● **Problem requirements**:
Reproduce the records from the line with "Q: For each instance of the wooden dock" to the line with "x=315, y=353", changing "wooden dock" to "timber pier" and leaving everything else as it stands.

● **Supplied records**:
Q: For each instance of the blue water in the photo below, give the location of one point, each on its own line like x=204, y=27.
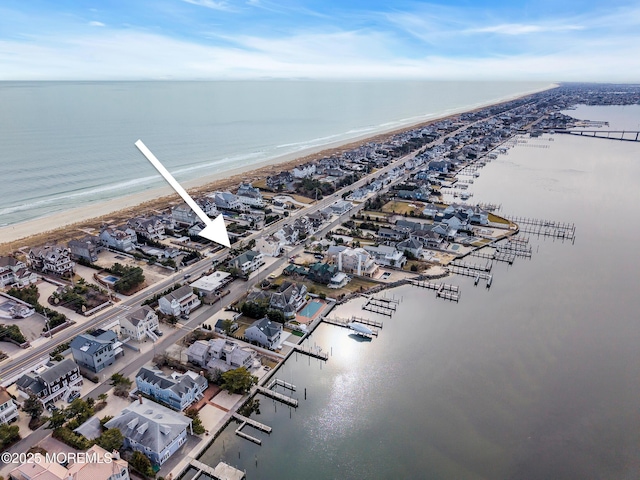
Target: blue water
x=69, y=144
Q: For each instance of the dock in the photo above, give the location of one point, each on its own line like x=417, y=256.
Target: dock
x=547, y=228
x=222, y=471
x=278, y=396
x=312, y=352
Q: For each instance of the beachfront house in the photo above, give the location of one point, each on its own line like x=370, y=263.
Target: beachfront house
x=247, y=262
x=96, y=351
x=152, y=429
x=177, y=391
x=249, y=195
x=15, y=272
x=140, y=324
x=8, y=408
x=51, y=382
x=51, y=259
x=221, y=354
x=264, y=332
x=118, y=238
x=180, y=301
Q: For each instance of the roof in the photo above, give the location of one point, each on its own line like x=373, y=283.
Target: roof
x=180, y=384
x=150, y=424
x=58, y=370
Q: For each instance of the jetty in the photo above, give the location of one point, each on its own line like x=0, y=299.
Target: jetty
x=548, y=228
x=222, y=471
x=383, y=306
x=278, y=396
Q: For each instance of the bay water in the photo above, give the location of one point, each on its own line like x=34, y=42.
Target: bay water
x=534, y=378
x=69, y=144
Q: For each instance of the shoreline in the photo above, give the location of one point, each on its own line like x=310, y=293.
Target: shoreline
x=77, y=222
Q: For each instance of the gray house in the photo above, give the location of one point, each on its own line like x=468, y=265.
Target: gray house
x=96, y=351
x=177, y=391
x=265, y=332
x=156, y=431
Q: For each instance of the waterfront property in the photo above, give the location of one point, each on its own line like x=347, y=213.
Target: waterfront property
x=152, y=429
x=97, y=350
x=8, y=408
x=177, y=391
x=140, y=324
x=105, y=466
x=180, y=301
x=52, y=382
x=265, y=332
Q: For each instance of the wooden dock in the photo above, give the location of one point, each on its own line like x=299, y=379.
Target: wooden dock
x=222, y=471
x=278, y=396
x=315, y=353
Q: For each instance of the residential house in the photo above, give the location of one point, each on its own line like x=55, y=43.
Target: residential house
x=302, y=171
x=341, y=207
x=265, y=332
x=118, y=238
x=183, y=216
x=86, y=249
x=411, y=245
x=388, y=256
x=353, y=260
x=227, y=201
x=8, y=408
x=140, y=324
x=150, y=428
x=289, y=298
x=269, y=246
x=52, y=259
x=96, y=351
x=152, y=228
x=180, y=301
x=210, y=286
x=249, y=195
x=52, y=382
x=177, y=390
x=221, y=354
x=247, y=262
x=104, y=465
x=15, y=272
x=276, y=182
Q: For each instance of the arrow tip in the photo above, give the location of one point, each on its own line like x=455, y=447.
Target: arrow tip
x=216, y=231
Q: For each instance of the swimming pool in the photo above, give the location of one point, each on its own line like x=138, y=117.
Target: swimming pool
x=310, y=309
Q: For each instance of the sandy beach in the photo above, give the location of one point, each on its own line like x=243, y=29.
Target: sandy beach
x=77, y=222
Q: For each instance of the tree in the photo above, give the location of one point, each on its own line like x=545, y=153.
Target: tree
x=33, y=407
x=238, y=380
x=196, y=424
x=142, y=464
x=111, y=440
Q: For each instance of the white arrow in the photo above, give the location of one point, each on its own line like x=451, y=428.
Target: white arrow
x=214, y=230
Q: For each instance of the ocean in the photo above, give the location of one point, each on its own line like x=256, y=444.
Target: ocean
x=71, y=144
x=533, y=378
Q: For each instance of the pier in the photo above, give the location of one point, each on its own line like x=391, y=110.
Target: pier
x=344, y=322
x=278, y=396
x=623, y=135
x=222, y=471
x=534, y=226
x=312, y=352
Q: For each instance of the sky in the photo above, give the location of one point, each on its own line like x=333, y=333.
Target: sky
x=546, y=40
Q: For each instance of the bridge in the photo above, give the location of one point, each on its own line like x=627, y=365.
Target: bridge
x=624, y=135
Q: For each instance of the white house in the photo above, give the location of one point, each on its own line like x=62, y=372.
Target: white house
x=180, y=301
x=140, y=324
x=269, y=246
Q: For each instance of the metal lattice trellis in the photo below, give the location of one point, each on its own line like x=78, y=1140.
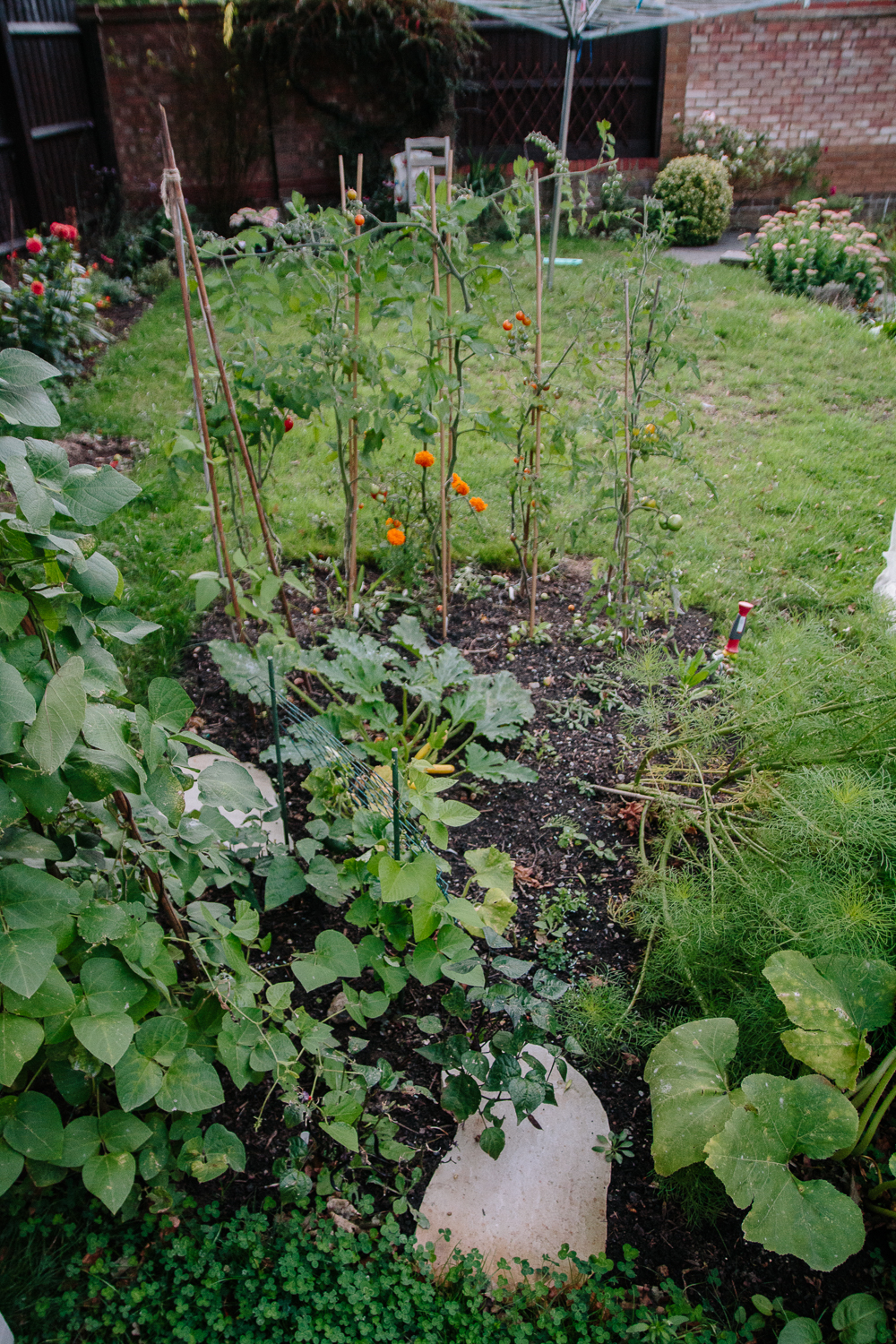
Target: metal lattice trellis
x=513, y=102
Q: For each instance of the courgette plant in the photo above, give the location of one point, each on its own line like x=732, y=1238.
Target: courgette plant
x=750, y=1134
x=402, y=693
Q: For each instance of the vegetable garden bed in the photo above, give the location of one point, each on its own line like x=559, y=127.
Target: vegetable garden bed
x=576, y=746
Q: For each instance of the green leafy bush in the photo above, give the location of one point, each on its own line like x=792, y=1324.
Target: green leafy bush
x=798, y=253
x=750, y=1134
x=697, y=193
x=50, y=309
x=128, y=922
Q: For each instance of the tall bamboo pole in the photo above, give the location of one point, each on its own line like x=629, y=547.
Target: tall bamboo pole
x=171, y=185
x=352, y=443
x=538, y=409
x=344, y=204
x=627, y=432
x=446, y=559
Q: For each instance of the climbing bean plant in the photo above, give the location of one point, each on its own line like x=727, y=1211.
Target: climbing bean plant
x=132, y=970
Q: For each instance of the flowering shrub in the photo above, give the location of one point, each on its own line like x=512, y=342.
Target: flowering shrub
x=815, y=246
x=50, y=309
x=748, y=155
x=697, y=193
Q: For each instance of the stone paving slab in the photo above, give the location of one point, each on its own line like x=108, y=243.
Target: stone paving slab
x=546, y=1188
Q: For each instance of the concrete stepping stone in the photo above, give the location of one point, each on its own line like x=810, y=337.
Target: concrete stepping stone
x=546, y=1188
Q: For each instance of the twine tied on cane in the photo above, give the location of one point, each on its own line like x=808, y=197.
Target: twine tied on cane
x=169, y=183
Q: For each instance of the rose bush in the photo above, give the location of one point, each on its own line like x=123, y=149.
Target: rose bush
x=48, y=311
x=697, y=193
x=815, y=246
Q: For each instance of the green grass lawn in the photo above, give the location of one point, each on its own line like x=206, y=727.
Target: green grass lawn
x=794, y=413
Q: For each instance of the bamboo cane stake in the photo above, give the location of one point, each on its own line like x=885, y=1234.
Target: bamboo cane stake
x=352, y=443
x=446, y=561
x=225, y=381
x=171, y=182
x=627, y=432
x=344, y=204
x=538, y=409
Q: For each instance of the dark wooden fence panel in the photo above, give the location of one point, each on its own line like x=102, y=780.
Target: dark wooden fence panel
x=54, y=147
x=519, y=88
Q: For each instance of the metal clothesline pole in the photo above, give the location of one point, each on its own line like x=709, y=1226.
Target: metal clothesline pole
x=573, y=45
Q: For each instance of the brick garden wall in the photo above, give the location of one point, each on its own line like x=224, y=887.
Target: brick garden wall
x=825, y=73
x=828, y=72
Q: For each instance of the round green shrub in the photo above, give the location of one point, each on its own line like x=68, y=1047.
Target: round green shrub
x=697, y=193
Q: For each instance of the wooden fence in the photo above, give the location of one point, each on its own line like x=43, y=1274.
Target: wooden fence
x=56, y=148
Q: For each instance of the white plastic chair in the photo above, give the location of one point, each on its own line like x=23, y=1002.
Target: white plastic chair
x=419, y=155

● **Result of this exercise**:
Q: For each instance of the timber pier in the photo above, give the location of one point, each on its own line like x=299, y=379.
Target: timber pier
x=222, y=471
x=278, y=396
x=315, y=353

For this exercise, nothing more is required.